## [AIM OF THE EXERCISE]
In the records below, find the lines that include "ground" and copy each.

## [DATA FOR THE TASK]
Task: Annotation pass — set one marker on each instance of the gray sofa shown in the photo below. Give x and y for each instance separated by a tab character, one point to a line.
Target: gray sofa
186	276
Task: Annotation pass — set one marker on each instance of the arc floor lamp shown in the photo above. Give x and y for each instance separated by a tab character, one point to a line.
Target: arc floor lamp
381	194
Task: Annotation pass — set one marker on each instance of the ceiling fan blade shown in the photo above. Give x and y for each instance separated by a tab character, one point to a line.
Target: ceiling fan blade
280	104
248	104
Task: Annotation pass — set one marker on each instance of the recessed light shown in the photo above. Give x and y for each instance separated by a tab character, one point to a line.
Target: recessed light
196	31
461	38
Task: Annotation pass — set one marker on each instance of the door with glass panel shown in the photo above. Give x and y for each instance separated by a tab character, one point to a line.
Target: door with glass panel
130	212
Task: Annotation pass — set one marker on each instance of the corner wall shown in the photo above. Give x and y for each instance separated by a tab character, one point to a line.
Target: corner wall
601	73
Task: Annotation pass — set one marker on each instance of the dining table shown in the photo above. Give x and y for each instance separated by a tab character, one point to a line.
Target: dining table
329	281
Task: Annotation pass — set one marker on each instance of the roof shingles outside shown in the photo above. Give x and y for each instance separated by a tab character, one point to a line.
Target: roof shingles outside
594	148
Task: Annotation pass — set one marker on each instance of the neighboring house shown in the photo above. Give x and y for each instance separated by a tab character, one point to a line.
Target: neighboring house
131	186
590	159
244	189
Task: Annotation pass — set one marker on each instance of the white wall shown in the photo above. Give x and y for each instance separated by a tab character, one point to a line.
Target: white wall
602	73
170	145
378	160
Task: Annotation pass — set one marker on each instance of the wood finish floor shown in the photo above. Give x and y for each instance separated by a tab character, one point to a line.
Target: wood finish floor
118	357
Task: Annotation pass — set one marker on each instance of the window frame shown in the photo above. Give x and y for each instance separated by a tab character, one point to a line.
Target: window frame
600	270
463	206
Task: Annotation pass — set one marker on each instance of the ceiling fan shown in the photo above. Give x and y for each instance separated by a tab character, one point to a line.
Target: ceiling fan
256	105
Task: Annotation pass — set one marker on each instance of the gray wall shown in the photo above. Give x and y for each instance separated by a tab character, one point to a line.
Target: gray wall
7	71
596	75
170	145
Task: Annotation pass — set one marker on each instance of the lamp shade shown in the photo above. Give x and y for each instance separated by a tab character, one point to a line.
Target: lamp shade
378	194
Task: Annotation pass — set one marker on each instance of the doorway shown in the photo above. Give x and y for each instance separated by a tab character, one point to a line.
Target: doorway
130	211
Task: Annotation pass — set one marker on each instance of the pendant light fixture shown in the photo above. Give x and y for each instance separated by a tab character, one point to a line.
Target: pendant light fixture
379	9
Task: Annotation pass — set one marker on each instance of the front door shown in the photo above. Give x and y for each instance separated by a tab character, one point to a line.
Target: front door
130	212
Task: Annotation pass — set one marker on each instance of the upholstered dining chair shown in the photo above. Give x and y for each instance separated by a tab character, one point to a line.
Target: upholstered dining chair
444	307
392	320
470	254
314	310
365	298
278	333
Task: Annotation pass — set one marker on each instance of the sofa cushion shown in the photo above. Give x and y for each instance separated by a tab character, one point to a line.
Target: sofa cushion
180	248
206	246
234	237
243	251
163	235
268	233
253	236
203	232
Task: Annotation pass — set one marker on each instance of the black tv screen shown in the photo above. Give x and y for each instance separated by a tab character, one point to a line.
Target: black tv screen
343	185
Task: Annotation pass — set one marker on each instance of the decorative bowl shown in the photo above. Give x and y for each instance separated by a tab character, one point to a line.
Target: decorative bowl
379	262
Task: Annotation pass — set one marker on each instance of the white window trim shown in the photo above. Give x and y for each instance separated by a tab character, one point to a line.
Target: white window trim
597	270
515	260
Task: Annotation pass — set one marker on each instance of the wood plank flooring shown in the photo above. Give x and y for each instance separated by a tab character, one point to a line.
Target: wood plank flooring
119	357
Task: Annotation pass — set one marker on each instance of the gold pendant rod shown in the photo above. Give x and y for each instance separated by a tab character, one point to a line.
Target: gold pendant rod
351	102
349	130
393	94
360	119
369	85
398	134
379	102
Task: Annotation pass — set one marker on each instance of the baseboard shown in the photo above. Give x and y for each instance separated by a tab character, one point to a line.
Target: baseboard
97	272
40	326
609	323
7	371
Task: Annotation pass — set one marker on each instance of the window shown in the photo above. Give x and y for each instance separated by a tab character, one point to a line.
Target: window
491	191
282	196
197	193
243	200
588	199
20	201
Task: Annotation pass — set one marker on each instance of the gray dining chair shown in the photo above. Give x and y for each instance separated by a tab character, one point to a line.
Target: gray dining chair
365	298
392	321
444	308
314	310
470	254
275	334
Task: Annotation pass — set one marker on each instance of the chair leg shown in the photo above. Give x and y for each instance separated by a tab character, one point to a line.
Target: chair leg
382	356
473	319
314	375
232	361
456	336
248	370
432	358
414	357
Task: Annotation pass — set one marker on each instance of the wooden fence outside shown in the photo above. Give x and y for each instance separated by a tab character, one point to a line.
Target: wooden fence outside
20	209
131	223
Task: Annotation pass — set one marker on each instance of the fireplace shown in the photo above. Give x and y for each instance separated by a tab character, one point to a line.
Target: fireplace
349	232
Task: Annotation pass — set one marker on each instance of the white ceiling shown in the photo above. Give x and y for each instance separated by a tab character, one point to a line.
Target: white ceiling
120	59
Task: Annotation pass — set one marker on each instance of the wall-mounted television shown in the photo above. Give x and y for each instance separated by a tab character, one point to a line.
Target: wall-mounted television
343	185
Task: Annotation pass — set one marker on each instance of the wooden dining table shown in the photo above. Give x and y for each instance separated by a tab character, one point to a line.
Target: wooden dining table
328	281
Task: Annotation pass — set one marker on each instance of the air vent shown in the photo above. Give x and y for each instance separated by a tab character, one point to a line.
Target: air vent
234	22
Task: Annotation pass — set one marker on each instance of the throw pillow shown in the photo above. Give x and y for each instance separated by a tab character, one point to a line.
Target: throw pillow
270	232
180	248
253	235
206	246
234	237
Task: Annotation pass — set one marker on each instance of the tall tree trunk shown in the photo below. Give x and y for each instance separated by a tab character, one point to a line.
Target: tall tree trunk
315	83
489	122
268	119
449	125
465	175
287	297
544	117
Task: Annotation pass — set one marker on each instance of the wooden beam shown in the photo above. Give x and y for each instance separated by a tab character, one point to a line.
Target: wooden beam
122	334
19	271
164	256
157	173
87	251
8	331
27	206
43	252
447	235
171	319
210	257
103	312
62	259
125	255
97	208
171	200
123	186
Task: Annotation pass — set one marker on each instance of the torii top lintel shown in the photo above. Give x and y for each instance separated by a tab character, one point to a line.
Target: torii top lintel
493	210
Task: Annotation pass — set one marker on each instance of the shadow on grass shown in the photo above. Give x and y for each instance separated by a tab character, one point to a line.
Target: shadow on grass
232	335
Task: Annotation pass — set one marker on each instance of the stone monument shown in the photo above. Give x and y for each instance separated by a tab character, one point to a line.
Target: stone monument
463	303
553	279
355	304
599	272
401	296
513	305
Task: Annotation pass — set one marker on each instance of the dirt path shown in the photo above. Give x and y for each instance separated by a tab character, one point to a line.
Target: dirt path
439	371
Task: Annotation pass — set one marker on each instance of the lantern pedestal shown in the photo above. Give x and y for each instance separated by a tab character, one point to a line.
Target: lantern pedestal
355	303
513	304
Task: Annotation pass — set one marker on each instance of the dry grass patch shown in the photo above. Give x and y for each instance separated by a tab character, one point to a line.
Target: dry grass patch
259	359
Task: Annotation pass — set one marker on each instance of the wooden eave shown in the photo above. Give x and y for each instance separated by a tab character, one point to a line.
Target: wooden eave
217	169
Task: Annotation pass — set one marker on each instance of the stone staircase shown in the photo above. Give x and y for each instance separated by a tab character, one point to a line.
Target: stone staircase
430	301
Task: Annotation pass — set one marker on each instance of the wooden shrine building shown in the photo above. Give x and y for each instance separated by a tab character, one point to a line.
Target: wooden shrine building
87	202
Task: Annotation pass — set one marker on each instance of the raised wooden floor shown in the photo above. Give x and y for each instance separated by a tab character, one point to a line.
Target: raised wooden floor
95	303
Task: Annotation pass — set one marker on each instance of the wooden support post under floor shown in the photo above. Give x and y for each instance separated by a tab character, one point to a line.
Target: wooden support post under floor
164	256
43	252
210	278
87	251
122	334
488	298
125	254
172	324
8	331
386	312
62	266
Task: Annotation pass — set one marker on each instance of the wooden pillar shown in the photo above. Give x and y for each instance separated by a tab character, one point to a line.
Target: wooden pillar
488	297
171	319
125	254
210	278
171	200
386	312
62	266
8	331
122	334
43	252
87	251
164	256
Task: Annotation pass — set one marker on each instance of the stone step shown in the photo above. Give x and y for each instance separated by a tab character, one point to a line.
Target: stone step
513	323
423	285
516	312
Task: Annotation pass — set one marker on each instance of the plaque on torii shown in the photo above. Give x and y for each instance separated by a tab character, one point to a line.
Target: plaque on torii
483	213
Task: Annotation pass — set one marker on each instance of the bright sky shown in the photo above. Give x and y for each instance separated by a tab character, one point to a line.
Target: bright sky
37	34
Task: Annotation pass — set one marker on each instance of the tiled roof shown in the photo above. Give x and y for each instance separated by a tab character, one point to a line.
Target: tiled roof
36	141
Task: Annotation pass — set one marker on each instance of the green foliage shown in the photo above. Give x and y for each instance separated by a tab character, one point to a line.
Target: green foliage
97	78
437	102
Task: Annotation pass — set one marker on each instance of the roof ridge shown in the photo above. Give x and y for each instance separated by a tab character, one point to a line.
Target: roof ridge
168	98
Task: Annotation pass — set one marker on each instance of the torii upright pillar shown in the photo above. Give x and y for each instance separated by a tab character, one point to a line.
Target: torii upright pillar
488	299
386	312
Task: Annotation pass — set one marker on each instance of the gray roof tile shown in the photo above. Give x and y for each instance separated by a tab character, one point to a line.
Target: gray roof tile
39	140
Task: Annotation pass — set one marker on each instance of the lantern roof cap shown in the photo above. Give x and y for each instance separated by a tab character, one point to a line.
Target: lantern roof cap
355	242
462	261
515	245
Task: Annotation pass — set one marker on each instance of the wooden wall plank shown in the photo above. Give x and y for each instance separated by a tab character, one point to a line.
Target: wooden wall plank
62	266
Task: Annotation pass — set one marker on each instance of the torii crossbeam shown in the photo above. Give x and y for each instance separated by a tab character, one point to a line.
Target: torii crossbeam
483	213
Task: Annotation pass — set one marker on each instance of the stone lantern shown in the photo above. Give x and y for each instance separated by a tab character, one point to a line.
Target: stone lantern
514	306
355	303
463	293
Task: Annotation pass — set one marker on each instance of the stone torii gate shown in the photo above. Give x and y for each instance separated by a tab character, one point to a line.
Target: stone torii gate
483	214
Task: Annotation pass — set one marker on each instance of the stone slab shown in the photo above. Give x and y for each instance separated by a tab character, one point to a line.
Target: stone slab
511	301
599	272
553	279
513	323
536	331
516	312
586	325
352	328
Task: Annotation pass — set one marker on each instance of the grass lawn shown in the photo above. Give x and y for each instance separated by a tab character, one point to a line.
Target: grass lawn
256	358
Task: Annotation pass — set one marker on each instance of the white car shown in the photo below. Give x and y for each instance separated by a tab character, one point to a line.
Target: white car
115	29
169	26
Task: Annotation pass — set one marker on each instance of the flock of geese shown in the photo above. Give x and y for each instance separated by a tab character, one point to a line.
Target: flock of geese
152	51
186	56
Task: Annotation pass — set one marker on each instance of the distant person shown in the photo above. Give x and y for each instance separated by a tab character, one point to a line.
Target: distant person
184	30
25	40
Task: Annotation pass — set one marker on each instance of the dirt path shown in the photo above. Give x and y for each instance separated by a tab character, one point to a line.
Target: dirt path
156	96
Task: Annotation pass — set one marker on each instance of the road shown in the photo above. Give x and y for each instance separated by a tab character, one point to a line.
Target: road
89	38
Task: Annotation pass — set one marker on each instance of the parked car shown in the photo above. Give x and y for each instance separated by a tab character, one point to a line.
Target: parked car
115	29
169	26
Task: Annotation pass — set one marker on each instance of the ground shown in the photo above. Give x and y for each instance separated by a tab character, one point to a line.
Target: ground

## [RESULT]
Task: Annotation pass — set one marker on each instance of the ground shown in the photo above. Give x and y for each instance separated by a tab character, one point to a line.
Target: ground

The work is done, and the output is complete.